Given text =
■ ■ ■ ■

The Stanford report also noted that “North Korea most likely has one or more covert centrifuge facilities, but as of 2017, the size and location had not been publicly identified.

In 2018, several open-source reports identified a suspected centrifuge facility at Kangsong, sized similarly to that in Yongbyon. Although there are still many uncertainties about that site, it or other covert sites are believed to roughly double the output of the Yongbyon site.”

In short, dismantling Yongbyon facilities, should that happen, would not close down North Korean production of weapons-grade fissile materials.

Yongbyon is a vast facility with much more than the 5 MWe plutonium production reactor. It also houses an experimental light water reactor, fuel fabrication facilities, a radiochemistry laboratory used for reprocessing, and waste storage facilities.

It is also the site of what was to be a 50MWe Nuclear Power Plant, begun in 1985, but its construction was halted in 1994 by the Clinton administration’s Agreed Framework agreement with Kim Jung Il, Chairman Kim’s father.

■ ■ ■ ■

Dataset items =

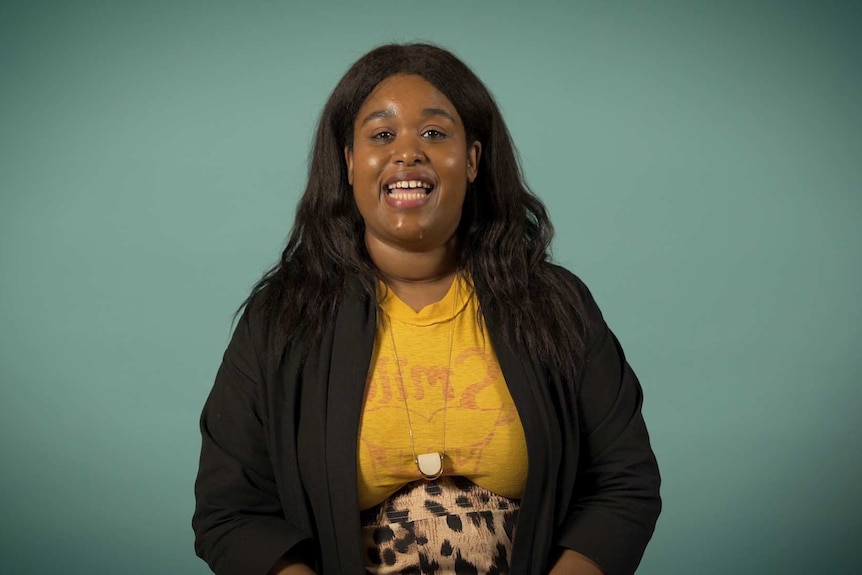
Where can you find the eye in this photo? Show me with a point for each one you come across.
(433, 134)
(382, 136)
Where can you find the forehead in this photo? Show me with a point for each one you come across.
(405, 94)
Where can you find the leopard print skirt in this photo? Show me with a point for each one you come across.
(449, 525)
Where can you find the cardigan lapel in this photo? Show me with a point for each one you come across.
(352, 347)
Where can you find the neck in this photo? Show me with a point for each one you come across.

■ ■ ■ ■

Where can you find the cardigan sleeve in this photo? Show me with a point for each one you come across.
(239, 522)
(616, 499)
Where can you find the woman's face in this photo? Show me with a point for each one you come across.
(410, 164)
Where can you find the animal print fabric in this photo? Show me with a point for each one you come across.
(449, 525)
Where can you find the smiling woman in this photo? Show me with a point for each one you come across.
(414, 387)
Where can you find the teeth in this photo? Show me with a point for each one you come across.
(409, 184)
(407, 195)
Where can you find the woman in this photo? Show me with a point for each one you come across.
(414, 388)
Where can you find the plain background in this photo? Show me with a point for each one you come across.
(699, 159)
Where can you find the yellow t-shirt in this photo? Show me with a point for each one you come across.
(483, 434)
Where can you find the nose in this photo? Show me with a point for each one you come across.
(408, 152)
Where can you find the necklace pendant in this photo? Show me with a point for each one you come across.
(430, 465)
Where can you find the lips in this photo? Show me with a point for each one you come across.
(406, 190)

■ ■ ■ ■

Problem to work on = Reproduce the stretch of the Yongbyon text from "The Stanford report" through "waste storage facilities.", word for word. The listing is drawn from a separate source.

Response box =
The Stanford report also noted that “North Korea most likely has one or more covert centrifuge facilities, but as of 2017, the size and location had not been publicly identified.

In 2018, several open-source reports identified a suspected centrifuge facility at Kangsong, sized similarly to that in Yongbyon. Although there are still many uncertainties about that site, it or other covert sites are believed to roughly double the output of the Yongbyon site.”

In short, dismantling Yongbyon facilities, should that happen, would not close down North Korean production of weapons-grade fissile materials.

Yongbyon is a vast facility with much more than the 5 MWe plutonium production reactor. It also houses an experimental light water reactor, fuel fabrication facilities, a radiochemistry laboratory used for reprocessing, and waste storage facilities.